**TEXT EXTRACT:**
※ ※ ※
Parsing breaks after `<script>` or `<style>` block, followed by an entity (`&blah;`)

Question

Parsing breaks after `<script>` or `<style>` block, followed by an entity (`&blah;`)

KillyMXI opened this issue 2 years ago · 6 comments

Input:

import { parseDocument } from 'htmlparser2';

const document = parseDocument(
  '<style>a{}</style>&apos;<br/>',
  { decodeEntities: true }
);

console.log(document);

Observed output:

<ref *1> Document {
  type: 'root',
  parent: null,
  prev: null,
  next: null,
  startIndex: null,
  endIndex: null,
  children: [
    Element {
      type: 'style',
      parent: [Circular *1],
      prev: null,
      next: [Text],
      startIndex: null,
      endIndex: null,
      children: [Array],
      name: 'style',
      attribs: {}
    },
    Text {
      type: 'text',
      parent: [Circular *1],
      prev: [Element],
      next: null,
      startIndex: null,
      endIndex: null,
      data: "'<br/>"
※ ※ ※
**GIVEN DATA:**
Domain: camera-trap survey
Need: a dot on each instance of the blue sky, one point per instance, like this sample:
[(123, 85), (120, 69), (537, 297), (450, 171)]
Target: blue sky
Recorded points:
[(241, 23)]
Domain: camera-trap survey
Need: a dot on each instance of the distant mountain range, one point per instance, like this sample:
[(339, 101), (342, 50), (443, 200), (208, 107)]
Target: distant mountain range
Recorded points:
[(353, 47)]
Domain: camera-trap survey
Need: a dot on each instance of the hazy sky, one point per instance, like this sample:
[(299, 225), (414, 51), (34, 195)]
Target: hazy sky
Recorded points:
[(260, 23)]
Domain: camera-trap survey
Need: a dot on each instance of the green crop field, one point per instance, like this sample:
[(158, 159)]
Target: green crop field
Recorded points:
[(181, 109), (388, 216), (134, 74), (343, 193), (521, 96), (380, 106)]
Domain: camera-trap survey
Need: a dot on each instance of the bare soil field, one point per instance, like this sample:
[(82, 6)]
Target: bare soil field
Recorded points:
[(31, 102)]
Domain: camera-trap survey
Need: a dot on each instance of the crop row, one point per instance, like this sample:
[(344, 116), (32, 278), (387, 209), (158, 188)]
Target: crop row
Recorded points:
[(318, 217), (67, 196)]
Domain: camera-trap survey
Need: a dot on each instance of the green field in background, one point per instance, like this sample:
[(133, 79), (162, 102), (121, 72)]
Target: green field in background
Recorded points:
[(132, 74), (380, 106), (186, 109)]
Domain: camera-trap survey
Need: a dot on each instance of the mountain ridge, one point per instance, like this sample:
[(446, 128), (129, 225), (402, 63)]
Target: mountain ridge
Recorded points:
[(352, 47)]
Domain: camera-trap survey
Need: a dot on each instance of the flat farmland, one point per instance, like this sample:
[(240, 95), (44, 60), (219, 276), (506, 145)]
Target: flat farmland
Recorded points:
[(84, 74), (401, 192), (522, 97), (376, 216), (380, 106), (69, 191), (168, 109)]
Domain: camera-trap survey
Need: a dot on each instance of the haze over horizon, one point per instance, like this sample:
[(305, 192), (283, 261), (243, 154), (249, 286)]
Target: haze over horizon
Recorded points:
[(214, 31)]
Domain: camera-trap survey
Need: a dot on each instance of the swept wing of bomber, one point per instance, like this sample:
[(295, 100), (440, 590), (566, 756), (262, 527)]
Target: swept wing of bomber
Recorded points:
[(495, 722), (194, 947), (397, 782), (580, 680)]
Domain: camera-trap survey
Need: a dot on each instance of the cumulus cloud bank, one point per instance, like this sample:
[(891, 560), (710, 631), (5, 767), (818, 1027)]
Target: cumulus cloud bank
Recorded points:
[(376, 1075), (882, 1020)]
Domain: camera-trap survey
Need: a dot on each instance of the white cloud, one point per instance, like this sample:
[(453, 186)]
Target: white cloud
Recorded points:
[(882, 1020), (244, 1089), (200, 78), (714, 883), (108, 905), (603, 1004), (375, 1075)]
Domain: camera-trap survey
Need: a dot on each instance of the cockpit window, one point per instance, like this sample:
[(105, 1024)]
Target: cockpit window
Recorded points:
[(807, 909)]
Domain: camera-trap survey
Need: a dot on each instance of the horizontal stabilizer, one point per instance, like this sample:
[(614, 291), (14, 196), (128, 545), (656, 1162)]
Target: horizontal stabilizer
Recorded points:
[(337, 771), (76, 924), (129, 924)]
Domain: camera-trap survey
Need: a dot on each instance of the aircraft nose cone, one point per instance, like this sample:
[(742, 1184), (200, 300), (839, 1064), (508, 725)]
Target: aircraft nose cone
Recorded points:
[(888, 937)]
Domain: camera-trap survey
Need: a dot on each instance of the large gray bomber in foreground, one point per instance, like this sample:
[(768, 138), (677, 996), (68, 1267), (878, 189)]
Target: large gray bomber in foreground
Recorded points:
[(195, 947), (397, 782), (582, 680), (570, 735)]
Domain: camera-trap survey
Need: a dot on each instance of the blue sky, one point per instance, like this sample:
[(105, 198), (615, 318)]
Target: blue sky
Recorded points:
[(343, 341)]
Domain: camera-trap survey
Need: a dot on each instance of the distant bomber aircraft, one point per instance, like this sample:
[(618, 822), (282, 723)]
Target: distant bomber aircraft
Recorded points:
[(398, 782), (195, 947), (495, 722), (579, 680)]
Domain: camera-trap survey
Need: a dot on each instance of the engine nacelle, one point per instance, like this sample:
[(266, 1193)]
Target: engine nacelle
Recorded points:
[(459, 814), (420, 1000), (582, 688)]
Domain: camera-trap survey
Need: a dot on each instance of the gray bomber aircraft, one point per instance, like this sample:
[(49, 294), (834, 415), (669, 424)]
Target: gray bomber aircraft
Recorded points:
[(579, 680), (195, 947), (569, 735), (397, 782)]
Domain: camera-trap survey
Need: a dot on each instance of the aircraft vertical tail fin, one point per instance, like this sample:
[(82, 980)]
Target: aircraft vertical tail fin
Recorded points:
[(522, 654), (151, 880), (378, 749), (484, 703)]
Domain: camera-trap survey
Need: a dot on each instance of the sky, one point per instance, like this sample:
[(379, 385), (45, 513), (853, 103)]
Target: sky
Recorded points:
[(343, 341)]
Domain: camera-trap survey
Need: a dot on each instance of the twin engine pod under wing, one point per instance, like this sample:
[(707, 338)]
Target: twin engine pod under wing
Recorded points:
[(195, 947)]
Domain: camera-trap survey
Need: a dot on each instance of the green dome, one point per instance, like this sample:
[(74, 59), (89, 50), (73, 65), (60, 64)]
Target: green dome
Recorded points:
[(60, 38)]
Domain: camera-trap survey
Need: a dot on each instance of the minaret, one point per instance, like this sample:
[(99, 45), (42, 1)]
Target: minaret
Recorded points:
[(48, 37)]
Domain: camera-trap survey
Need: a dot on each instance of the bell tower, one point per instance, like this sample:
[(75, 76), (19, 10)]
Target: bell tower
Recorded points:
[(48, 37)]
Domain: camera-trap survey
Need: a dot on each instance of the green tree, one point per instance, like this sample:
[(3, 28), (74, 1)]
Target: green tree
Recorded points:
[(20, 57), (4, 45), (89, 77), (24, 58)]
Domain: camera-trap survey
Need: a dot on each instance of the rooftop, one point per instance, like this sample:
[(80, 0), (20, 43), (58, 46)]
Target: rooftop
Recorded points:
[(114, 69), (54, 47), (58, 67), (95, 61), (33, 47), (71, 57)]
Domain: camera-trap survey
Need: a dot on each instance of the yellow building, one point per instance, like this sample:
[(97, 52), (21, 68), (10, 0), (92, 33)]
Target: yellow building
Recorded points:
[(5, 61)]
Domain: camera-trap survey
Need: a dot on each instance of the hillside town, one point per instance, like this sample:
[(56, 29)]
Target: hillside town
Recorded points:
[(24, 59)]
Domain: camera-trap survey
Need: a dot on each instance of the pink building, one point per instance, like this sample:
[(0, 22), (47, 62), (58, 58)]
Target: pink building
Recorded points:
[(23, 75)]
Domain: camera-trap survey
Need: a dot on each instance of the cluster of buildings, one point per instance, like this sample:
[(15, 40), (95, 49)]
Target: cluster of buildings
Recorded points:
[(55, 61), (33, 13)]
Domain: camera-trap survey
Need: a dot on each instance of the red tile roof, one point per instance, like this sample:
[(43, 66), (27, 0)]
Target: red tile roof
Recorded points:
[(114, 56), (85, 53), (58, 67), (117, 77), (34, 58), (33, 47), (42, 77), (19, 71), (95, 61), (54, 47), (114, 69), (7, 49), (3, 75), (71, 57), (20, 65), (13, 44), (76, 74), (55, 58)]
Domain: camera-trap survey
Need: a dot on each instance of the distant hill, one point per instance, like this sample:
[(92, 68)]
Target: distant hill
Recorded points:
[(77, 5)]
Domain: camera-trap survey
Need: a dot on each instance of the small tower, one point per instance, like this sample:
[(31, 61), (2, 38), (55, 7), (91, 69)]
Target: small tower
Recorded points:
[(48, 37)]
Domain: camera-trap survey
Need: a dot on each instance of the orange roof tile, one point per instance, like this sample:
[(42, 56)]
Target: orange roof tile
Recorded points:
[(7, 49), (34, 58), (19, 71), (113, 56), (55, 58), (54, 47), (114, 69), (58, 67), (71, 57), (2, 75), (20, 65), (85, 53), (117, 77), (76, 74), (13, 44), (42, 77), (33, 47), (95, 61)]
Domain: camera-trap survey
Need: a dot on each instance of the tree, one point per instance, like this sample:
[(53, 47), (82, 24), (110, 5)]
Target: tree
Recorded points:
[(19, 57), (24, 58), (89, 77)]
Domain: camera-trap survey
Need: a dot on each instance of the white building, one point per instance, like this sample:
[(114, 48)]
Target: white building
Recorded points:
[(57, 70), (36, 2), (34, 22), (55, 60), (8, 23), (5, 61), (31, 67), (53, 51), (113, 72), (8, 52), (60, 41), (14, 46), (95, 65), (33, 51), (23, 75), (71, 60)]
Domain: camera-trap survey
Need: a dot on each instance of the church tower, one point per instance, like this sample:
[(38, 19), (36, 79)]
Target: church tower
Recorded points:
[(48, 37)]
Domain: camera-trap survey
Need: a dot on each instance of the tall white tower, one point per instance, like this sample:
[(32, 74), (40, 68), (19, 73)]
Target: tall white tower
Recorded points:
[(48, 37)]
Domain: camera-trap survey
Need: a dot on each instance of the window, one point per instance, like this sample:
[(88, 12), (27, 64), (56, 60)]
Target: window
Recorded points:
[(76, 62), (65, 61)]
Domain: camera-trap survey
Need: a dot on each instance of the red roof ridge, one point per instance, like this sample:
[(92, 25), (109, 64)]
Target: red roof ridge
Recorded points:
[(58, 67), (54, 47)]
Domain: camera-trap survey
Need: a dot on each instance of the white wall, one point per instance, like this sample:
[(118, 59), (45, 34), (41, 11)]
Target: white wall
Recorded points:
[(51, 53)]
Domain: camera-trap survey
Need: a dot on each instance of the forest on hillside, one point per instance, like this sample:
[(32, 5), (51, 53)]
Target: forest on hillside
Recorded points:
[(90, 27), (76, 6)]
※ ※ ※
**GOALS:**
• A. Using the htmlparser2 issue, explain in one to three sentences why the `<br/>` in the input does not come out as an element.
• B. Proceed with the htmlparser2 issue from the point where it stops.

**TASK-BY-TASK ANSWERS:**
• A. According to the issue's title, parsing breaks when a `<style>` or `<script>` block is followed by an entity. In the input, `</style>` is followed by `&apos;`, so the observed output puts `<br/>` in a Text node whose data is "'<br/>" instead of parsing it as an element.

• B.
    }
  ]
}

Expected: Text node contains "'", it is followed by an Element of type "tag" named "br".

When changed to <style>a{}</style>\'<br/> or <style>a{}</style><br/>'<br/> - it works as expected.

When decodeEntities is set to false - it works as expected.

Version 6.1.0 is the last one that works as expected - it was broken in version 7.0.0.

First reported by @galenhuntington in html-to-text/node-html-to-text#285

Answer 1 · 2023-03-21T15:50:34.000Z

tokenize("<style>a{}</style>&apos;<br/>")

Expand

[
  [
    "onopentagname",
    1,
    6,
  ],
  [
    "onopentagend",
    6,
  ],
  [
    "ontext",
    7,
    10,
  ],
  [
    "onclosetag",
    12,
    17,
  ],
  [
    "ontextentity",
    39,
  ],
  [
    "ontext", // just text
    24,
    29,
  ],
  [
    "onend",
  ],
]

tokenize("<style>a{}</style><br/>&apos;<br/>")

Expand

[
  [
    "onopentagname",
    1,
    6,
  ],
  [
    "onopentagend",
    6,
  ],
  [
    "ontext",
    7,
    10,
  ],
  [
    "onclosetag",
    12,
    17,
  ],
  [
    "onopentagname",
    19,
    21,
  ],
  [
    "onselfclosingtag",
    22,
  ],
  [
    "ontextentity",
    39,
  ],
  [
    "onopentagname", // tag, as expected
    30,
    32,
  ],
  [
    "onselfclosingtag",
    33,
  ],
  [
    "onend",
  ],
]

So the issue is in Tokenizer.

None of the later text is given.